— begin —

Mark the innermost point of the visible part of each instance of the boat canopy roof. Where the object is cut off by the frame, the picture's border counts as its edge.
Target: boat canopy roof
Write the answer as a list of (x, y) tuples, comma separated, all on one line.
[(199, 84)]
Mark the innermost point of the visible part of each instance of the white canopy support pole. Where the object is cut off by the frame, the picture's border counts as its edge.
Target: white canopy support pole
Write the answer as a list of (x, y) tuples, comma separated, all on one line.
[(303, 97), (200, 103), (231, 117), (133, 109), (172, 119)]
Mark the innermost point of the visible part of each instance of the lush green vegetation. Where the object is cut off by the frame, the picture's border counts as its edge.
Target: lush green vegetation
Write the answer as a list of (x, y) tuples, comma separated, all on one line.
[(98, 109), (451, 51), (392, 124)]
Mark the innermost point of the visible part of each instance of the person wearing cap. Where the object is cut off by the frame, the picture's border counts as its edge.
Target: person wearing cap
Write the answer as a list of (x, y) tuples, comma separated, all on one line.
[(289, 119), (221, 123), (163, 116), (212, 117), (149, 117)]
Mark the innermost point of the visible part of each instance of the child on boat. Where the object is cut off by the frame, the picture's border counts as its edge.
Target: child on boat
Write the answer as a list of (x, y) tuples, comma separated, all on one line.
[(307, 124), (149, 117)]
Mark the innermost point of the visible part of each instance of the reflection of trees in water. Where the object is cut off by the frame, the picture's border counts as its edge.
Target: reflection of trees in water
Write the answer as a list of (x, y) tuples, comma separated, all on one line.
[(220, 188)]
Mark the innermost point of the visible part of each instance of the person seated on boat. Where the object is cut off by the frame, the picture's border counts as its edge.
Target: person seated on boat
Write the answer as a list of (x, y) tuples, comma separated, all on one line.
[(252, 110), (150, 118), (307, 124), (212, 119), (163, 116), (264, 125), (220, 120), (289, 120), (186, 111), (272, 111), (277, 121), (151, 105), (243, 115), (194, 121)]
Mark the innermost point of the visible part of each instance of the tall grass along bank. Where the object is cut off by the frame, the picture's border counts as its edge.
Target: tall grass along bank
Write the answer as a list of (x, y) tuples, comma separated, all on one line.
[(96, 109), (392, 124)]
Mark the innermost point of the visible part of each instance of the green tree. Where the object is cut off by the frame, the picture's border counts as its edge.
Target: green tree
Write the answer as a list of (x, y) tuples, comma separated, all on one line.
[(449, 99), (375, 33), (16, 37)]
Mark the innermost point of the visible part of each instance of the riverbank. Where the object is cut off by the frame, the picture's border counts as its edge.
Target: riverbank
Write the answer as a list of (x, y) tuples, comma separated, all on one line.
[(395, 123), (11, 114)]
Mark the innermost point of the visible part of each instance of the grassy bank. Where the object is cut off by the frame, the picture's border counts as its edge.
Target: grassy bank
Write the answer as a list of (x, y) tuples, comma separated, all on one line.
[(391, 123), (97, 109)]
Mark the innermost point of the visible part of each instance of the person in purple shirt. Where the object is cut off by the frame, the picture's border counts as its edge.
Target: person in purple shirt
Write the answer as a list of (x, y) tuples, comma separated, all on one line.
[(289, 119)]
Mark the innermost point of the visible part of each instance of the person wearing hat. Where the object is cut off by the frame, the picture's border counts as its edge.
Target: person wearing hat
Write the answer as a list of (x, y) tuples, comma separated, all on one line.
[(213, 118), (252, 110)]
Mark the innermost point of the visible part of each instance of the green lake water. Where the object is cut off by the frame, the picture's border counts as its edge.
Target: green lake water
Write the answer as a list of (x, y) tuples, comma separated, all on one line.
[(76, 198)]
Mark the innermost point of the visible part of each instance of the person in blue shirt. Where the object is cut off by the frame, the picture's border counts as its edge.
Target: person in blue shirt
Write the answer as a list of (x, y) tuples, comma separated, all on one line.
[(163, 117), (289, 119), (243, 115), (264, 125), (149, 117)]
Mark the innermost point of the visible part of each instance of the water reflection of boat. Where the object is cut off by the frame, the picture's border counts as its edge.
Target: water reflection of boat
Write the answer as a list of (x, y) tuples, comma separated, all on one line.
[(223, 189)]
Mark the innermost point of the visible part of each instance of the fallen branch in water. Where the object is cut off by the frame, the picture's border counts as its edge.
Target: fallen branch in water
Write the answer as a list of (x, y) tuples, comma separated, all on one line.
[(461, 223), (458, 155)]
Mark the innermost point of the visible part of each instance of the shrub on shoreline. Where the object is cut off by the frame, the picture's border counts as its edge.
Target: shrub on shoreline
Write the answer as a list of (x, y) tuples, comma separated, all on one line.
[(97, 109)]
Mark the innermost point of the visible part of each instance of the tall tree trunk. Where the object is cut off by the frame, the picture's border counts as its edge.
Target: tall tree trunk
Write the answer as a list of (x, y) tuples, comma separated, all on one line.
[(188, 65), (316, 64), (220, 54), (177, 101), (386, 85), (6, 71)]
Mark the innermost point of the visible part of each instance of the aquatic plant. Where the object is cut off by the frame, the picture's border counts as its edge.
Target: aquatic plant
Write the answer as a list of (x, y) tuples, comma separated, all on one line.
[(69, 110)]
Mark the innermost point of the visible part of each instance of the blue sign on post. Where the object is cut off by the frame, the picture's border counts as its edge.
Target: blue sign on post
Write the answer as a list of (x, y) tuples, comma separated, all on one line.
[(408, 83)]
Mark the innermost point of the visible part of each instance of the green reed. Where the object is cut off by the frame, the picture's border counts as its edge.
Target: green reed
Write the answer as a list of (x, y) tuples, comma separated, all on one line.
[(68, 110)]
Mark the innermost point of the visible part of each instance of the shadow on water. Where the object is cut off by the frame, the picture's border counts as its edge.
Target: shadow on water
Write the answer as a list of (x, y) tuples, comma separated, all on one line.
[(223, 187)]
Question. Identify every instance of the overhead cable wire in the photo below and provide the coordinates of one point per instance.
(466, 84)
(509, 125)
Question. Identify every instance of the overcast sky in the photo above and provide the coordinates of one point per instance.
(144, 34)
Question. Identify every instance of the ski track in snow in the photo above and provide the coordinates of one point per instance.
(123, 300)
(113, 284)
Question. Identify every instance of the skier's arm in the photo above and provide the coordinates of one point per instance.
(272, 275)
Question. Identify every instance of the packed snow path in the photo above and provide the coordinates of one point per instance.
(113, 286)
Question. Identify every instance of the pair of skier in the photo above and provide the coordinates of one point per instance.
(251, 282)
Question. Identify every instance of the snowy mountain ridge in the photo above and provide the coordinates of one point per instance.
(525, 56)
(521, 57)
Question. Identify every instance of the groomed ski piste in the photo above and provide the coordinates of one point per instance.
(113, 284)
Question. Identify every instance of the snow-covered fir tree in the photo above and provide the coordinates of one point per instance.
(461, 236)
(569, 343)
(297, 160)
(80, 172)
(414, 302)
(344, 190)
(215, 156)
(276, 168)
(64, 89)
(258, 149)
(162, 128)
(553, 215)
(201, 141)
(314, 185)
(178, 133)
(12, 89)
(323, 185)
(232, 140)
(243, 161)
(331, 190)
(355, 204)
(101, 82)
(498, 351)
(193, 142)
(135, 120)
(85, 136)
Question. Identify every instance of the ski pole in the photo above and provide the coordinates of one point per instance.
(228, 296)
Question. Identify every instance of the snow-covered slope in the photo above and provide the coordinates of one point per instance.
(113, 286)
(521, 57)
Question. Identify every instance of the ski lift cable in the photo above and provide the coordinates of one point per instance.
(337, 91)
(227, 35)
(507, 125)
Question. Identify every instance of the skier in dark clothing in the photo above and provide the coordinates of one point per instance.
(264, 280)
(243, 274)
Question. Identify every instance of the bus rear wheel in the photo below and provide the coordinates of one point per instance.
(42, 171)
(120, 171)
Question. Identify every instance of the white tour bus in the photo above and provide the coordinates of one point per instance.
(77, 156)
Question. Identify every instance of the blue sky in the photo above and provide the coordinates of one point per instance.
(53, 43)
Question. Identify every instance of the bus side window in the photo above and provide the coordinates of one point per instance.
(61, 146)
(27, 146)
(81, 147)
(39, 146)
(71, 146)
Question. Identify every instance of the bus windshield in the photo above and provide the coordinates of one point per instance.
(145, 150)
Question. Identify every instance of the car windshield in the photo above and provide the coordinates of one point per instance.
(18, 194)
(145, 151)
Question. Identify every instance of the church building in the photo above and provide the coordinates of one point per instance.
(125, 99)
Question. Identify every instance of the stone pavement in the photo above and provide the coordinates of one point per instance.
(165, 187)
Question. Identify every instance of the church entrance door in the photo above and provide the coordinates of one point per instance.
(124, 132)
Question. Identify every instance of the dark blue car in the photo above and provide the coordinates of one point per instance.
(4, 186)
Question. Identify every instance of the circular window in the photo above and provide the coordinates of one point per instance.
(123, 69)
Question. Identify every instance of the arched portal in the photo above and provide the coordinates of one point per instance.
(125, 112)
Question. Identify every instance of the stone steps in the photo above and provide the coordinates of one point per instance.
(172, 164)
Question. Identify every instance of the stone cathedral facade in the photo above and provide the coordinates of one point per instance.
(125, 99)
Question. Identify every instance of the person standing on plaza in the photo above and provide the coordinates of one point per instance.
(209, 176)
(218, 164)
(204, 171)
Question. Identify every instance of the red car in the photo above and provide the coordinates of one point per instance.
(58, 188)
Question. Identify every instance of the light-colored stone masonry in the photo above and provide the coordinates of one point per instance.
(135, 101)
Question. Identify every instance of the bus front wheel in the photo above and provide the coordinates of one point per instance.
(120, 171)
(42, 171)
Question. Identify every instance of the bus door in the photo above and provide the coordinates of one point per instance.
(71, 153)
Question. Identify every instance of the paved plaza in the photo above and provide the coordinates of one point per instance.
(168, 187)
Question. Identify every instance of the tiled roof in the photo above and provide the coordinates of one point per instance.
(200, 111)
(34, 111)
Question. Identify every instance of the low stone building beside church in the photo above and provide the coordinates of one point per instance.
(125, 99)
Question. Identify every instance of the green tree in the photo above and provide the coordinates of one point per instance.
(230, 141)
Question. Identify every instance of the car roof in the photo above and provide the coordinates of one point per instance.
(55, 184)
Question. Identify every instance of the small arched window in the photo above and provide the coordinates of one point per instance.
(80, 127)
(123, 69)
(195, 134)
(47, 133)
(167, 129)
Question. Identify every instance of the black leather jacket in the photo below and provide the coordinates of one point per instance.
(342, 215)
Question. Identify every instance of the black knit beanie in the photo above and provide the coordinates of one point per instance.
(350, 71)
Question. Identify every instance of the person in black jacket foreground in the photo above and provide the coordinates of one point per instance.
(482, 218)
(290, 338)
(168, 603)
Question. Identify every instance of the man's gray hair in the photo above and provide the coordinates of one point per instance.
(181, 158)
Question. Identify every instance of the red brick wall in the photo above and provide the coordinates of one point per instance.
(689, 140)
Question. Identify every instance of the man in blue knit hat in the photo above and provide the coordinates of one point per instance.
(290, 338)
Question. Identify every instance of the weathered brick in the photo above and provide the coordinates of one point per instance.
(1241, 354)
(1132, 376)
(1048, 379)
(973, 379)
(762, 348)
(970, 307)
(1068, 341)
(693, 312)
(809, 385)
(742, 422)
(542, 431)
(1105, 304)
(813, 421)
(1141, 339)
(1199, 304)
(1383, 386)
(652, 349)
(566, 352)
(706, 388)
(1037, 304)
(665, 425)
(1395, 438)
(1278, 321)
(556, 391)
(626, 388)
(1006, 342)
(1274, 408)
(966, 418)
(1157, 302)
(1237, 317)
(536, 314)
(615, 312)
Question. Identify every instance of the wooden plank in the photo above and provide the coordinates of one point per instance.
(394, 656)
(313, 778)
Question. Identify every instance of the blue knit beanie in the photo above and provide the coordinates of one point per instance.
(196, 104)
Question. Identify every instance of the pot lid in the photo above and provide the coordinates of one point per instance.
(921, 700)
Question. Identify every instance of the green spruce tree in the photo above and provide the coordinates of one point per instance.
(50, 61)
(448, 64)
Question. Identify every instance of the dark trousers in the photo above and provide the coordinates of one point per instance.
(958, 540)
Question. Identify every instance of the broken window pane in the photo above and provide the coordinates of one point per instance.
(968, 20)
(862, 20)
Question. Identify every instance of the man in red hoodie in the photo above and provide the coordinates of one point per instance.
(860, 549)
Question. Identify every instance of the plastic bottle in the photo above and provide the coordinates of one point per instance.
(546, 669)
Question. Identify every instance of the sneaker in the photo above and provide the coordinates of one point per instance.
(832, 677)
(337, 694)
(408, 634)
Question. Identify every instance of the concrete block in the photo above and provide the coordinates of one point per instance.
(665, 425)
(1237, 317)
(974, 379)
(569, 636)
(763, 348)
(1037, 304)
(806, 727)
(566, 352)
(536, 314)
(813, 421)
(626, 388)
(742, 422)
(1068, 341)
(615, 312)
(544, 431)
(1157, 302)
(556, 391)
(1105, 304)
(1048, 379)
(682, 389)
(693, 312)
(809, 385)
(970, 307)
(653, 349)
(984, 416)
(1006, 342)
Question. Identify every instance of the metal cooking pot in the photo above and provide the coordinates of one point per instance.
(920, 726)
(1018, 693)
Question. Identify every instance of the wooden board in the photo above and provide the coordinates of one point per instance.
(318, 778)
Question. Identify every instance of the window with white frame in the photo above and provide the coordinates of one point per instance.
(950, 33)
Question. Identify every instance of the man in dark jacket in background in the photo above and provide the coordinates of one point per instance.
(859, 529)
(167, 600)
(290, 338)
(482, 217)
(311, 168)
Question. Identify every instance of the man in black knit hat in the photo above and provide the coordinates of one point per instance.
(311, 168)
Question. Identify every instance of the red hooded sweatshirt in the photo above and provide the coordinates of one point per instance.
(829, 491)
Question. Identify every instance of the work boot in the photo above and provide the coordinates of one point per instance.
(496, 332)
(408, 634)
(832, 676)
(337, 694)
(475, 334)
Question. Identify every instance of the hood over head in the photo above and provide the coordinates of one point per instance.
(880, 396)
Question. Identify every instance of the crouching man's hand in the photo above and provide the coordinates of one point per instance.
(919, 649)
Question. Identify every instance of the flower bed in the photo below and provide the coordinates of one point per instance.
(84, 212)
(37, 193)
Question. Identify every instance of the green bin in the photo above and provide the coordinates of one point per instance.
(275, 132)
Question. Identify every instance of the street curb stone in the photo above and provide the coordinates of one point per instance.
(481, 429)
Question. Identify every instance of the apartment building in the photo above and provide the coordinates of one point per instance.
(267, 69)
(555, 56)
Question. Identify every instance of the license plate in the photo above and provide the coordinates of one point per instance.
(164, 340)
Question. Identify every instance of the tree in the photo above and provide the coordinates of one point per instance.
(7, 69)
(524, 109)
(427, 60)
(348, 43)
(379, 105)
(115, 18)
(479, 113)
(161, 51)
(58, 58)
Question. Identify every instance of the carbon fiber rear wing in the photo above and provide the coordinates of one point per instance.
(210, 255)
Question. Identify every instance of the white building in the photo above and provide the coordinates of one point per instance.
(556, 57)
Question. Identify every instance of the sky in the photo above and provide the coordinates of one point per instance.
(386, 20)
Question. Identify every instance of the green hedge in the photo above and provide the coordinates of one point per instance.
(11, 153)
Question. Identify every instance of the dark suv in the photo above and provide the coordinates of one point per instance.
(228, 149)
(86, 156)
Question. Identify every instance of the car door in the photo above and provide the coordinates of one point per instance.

— end —

*Given request*
Output every line of the data above, from its first line through the line containing "[(199, 84)]", as a JSON list of strings with one string per line. Include both of those lines and omit blank lines.

*Written answer*
[
  "Mark the innermost point of the visible part of each instance of the boat canopy roof. Where the object is cut off by the frame, the picture's border counts as its edge.",
  "Target: boat canopy roof",
  "Write the answer as a list of (x, y) tuples, comma separated, all on one line.",
  "[(199, 84)]"
]